◆ INFORMATION SHOWN
-- START --

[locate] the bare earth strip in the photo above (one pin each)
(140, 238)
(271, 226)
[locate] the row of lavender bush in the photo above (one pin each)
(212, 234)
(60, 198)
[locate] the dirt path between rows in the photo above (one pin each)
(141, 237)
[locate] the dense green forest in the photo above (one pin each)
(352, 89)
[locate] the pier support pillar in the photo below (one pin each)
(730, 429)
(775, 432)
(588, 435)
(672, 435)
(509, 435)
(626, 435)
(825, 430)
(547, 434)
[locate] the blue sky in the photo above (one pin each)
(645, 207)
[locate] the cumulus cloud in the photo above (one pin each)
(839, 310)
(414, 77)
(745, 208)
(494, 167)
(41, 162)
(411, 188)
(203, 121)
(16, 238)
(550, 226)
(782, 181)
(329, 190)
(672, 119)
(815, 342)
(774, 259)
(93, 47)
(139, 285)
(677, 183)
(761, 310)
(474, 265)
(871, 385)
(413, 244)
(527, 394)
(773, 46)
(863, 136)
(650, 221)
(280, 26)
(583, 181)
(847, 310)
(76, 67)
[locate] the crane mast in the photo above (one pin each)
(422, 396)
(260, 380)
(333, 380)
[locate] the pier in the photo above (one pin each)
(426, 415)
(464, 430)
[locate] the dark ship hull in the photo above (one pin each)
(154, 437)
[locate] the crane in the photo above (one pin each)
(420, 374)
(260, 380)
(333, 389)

-- END --

◆ EXERCISE INSTRUCTIONS
In every one of the records, swap "one pin each" for "a single pin per item" and reproduce the lines with nothing else changed.

◆ OUTPUT FOR THIS EXERCISE
[locate] the bare earth strip in the photo above (a single pin per item)
(140, 238)
(271, 226)
[locate] the row of lavender bush in the photo above (a single pin per item)
(212, 234)
(60, 198)
[locate] the dirt path between rows in the photo above (a single pin per item)
(141, 237)
[locate] the dense green forest in the photo above (a single pin per item)
(352, 89)
[locate] the pier support pillar in the photo below (a single pin per item)
(730, 429)
(775, 432)
(588, 435)
(672, 435)
(509, 435)
(626, 435)
(825, 430)
(547, 434)
[locate] the blue sky in the photo above (a single pin per item)
(645, 207)
[locate] the cumulus cloud in the photo above (a single pin per item)
(839, 310)
(414, 77)
(745, 208)
(494, 167)
(41, 162)
(411, 188)
(203, 121)
(16, 238)
(550, 226)
(782, 181)
(329, 190)
(672, 119)
(815, 342)
(774, 259)
(93, 47)
(139, 285)
(677, 183)
(761, 310)
(474, 265)
(871, 385)
(413, 244)
(527, 394)
(773, 46)
(863, 136)
(650, 221)
(280, 26)
(583, 181)
(847, 310)
(76, 67)
[locate] the crane mast in the photo above (a single pin per item)
(422, 396)
(260, 380)
(333, 380)
[locate] the pier in the photo above (a single pin per item)
(426, 415)
(464, 430)
[locate] the dark ship hull in the photo above (a single pin per item)
(154, 437)
[locate] the crane in the photo above (a single pin per item)
(420, 374)
(260, 380)
(333, 389)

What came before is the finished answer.